◆ What the task asks ◆
From the assembly validation exercise, extract the passage from "If you have" to "assembled gene space)." word for word.

◆ Selected text ◆

+++

Exercise: Assembly Validation

Questions

If you have questions about the lab after the course, you are welcome to contact me: martin.norling@nbis.se

Gene Space

Finding genes and other genomic regions is generally the domain of annotation, not assembly – we can cheat a bit though! Making a rough estimate of the gene content compared to what is expected from a complete assembly can be a hint at the state of the assembly (at least of the assembled gene space).

BUSCO

Busco, Benchmarking Universal Single-Copy Orthologs, is a program that attempts to estimate how well an assembly covers the gene space of a particular linage. Load the BUSCO module with:

module load bioinfo-tools BUSCO/1.22

There will be some information printed when you load the BUSCO module - this information is really important so it’s a good idea to read it! Run BUSCO –h to get information on how to run. You will want to run Busco using -l $BUSCO_LINEAGE_SETS/bacteria to look for bacteria, and -c 8 to use 8 threads.

+++

[Dataset records]

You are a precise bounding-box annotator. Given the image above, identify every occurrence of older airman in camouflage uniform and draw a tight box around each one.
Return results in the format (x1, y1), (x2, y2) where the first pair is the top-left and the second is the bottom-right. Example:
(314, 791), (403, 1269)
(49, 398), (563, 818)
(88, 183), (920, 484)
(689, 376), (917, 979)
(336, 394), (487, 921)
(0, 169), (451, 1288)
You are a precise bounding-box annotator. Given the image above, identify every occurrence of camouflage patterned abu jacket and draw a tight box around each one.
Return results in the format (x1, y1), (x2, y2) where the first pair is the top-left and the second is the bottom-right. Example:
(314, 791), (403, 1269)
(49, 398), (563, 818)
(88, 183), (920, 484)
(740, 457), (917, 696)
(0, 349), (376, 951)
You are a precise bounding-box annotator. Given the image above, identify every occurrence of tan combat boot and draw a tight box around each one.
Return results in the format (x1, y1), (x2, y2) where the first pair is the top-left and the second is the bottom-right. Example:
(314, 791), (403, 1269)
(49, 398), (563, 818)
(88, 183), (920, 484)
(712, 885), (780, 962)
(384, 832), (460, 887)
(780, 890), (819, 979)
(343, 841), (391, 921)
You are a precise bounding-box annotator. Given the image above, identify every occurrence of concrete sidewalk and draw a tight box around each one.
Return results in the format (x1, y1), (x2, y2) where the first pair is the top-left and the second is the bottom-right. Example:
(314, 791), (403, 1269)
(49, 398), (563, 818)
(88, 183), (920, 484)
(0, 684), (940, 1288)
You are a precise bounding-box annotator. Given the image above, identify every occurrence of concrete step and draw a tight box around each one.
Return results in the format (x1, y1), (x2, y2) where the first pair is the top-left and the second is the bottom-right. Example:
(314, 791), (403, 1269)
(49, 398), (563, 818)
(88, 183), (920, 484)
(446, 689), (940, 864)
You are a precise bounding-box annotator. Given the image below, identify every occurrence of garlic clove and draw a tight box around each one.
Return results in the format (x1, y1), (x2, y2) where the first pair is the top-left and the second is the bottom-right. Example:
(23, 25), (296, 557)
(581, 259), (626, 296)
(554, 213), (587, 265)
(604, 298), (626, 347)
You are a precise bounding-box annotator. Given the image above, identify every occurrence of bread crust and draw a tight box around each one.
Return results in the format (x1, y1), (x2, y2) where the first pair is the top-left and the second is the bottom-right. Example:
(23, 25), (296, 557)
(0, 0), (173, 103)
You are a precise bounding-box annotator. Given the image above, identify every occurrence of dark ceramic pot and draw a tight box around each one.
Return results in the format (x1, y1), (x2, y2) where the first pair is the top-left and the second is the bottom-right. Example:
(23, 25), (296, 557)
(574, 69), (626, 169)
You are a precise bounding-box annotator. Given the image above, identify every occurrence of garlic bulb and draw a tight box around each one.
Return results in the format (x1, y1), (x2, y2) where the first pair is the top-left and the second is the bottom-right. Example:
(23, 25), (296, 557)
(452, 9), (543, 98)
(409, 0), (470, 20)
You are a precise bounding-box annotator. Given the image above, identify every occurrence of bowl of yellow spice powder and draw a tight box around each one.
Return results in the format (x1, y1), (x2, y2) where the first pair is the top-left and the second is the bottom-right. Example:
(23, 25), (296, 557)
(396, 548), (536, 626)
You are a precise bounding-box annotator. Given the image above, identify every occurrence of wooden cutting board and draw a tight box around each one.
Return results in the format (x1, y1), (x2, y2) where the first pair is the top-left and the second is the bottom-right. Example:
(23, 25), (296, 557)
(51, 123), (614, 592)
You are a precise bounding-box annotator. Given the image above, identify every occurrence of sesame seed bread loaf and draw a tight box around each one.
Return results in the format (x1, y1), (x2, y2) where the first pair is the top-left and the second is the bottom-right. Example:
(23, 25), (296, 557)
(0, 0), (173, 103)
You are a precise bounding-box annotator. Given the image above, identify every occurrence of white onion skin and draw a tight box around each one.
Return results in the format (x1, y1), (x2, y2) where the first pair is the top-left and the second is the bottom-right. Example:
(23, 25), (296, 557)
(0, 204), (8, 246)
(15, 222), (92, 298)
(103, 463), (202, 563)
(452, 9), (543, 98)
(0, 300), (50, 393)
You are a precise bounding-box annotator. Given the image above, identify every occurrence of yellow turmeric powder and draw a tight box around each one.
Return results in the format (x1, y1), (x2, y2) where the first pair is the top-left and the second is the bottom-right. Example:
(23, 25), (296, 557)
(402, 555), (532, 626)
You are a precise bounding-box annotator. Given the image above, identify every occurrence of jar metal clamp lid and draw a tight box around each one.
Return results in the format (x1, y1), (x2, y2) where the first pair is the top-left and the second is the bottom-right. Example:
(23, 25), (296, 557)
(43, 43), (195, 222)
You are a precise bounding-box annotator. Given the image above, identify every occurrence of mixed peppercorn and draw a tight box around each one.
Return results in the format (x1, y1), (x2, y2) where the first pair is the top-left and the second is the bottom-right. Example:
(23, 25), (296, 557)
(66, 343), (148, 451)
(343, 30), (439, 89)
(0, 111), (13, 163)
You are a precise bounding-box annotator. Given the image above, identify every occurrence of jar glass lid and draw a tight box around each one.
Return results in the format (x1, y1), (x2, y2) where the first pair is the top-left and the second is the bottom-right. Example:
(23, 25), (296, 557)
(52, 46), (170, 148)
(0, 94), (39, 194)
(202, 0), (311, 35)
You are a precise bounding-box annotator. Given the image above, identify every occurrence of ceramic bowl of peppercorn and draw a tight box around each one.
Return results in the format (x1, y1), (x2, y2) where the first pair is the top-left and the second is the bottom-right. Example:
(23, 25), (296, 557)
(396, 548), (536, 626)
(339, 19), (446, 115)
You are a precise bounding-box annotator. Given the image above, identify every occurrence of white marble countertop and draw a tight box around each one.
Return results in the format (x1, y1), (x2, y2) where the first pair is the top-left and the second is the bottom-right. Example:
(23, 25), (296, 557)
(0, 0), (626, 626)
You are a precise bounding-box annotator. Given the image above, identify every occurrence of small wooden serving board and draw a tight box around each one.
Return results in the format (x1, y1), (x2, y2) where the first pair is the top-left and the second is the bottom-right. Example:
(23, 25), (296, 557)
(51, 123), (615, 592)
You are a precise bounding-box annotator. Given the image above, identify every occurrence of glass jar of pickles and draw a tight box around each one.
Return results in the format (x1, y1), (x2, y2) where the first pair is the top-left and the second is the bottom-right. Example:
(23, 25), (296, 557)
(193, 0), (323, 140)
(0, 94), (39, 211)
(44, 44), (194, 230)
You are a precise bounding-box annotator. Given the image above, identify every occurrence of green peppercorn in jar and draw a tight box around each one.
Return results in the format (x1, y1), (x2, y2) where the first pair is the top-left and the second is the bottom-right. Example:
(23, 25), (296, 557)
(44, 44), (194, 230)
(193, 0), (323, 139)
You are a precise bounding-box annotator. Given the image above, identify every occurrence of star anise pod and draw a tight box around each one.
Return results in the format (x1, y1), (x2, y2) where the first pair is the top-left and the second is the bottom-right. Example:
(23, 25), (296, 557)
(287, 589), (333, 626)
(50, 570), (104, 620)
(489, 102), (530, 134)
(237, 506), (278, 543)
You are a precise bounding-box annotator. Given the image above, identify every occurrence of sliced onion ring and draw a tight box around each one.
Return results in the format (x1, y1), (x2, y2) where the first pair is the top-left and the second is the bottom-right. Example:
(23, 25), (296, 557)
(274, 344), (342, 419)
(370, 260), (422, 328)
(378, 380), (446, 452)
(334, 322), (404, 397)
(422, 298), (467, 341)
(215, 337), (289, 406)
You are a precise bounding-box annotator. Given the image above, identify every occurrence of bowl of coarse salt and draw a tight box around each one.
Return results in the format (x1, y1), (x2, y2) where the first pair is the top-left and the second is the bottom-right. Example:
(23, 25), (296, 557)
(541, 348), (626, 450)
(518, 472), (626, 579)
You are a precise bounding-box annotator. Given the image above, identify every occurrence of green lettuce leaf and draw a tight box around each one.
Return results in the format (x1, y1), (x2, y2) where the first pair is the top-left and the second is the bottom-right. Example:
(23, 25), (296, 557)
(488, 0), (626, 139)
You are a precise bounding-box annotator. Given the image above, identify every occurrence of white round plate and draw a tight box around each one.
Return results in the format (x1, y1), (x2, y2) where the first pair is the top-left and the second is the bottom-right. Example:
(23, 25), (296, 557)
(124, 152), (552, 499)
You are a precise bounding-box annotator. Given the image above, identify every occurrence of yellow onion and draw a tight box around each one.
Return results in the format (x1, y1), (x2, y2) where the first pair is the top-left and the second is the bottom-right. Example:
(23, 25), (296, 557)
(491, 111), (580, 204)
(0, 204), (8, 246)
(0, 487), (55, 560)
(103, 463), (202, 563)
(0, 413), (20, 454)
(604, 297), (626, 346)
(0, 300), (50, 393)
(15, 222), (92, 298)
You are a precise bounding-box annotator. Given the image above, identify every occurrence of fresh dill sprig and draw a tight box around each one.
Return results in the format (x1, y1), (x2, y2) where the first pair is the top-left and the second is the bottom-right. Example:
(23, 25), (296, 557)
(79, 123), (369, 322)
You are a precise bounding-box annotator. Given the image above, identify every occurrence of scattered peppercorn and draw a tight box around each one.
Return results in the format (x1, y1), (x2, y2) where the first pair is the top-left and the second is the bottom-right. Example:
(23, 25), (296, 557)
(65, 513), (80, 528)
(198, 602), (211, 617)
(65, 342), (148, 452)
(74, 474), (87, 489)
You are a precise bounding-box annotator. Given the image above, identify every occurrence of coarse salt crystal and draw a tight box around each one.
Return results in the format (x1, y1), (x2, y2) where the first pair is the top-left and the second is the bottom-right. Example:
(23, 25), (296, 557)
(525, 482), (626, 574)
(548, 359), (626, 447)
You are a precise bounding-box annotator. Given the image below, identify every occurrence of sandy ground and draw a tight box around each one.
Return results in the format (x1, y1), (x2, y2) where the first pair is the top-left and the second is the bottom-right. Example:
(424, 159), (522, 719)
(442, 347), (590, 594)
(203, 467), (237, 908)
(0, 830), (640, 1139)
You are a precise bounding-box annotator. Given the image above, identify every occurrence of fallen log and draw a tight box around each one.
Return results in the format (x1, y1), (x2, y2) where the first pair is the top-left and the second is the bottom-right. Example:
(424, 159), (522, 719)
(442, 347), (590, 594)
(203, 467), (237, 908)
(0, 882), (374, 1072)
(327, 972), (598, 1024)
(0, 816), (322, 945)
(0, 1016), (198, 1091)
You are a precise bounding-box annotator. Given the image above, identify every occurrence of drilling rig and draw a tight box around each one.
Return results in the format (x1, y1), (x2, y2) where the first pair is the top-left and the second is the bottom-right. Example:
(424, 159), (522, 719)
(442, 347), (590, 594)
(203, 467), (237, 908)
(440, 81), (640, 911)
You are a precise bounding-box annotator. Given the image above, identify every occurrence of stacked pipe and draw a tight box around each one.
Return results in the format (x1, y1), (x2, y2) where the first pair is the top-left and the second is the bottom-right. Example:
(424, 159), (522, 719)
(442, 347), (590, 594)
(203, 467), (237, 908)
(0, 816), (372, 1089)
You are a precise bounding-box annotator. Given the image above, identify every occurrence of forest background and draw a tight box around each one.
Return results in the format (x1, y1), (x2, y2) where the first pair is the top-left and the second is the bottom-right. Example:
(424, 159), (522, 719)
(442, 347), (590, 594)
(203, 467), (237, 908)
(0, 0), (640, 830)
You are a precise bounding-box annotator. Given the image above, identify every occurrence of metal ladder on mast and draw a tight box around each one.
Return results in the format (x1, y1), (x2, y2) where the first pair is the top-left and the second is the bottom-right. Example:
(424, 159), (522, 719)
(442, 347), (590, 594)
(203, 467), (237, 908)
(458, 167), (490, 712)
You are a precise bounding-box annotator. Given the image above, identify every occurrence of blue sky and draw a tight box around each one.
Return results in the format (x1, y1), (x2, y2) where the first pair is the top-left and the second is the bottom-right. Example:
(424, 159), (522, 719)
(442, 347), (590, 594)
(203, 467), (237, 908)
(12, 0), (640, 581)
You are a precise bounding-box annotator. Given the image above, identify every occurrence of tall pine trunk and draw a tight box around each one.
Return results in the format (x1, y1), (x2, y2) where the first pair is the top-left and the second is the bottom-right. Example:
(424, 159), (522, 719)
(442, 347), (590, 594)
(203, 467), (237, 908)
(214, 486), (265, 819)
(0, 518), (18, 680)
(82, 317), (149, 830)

+++

◆ Result of the exercise ◆
If you have questions about the lab after the course, you are welcome to contact me: martin.norling@nbis.se

Gene Space

Finding genes and other genomic regions is generally the domain of annotation, not assembly – we can cheat a bit though! Making a rough estimate of the gene content compared to what is expected from a complete assembly can be a hint at the state of the assembly (at least of the assembled gene space).